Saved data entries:
┌──
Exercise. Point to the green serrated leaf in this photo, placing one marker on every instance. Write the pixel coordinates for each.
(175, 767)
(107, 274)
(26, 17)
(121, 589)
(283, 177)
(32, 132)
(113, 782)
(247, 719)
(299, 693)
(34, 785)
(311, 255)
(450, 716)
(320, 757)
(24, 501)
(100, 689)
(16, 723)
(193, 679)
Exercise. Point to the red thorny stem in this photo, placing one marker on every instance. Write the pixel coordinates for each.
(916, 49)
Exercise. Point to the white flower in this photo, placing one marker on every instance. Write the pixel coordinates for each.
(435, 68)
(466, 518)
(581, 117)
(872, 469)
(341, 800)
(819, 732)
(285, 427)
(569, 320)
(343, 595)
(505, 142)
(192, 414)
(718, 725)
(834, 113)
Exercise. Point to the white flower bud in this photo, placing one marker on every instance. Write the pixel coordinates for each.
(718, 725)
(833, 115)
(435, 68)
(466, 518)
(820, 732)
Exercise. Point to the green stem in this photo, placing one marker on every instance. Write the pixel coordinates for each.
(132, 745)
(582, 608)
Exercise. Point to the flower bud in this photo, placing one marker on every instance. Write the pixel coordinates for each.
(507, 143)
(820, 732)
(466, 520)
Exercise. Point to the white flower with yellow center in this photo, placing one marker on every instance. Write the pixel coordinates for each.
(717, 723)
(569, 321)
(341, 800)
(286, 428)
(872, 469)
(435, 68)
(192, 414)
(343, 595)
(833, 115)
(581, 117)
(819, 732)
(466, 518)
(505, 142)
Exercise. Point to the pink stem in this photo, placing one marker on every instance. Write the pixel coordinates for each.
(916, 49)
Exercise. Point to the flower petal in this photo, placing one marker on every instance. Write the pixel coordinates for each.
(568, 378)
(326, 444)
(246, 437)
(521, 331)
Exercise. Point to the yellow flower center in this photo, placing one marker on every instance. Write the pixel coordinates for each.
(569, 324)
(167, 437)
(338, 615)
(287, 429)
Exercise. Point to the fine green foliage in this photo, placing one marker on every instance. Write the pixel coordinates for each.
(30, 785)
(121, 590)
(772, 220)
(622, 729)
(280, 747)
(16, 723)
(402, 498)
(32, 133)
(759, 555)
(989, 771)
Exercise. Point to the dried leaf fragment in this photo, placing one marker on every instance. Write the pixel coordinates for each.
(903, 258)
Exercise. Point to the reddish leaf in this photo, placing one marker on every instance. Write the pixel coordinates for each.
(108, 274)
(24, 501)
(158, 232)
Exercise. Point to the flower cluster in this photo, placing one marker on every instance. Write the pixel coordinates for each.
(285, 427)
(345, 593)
└──
**HOW TO COMPLETE THIS TASK**: From the line containing "Exercise. Point to the reddish" down to the final line of the data, write out every line exactly; both the first and last of these belong in your answer, and nothing else does.

**ANSWER SECTION**:
Exercise. Point to the reddish leaf in this photo, placing one marker on every instance. Write the pixel coordinates for each.
(108, 274)
(24, 501)
(158, 232)
Exercise. Point to the flower cluster in this photo, placing one marker on every instance. Write the pixel coordinates for each.
(285, 427)
(345, 593)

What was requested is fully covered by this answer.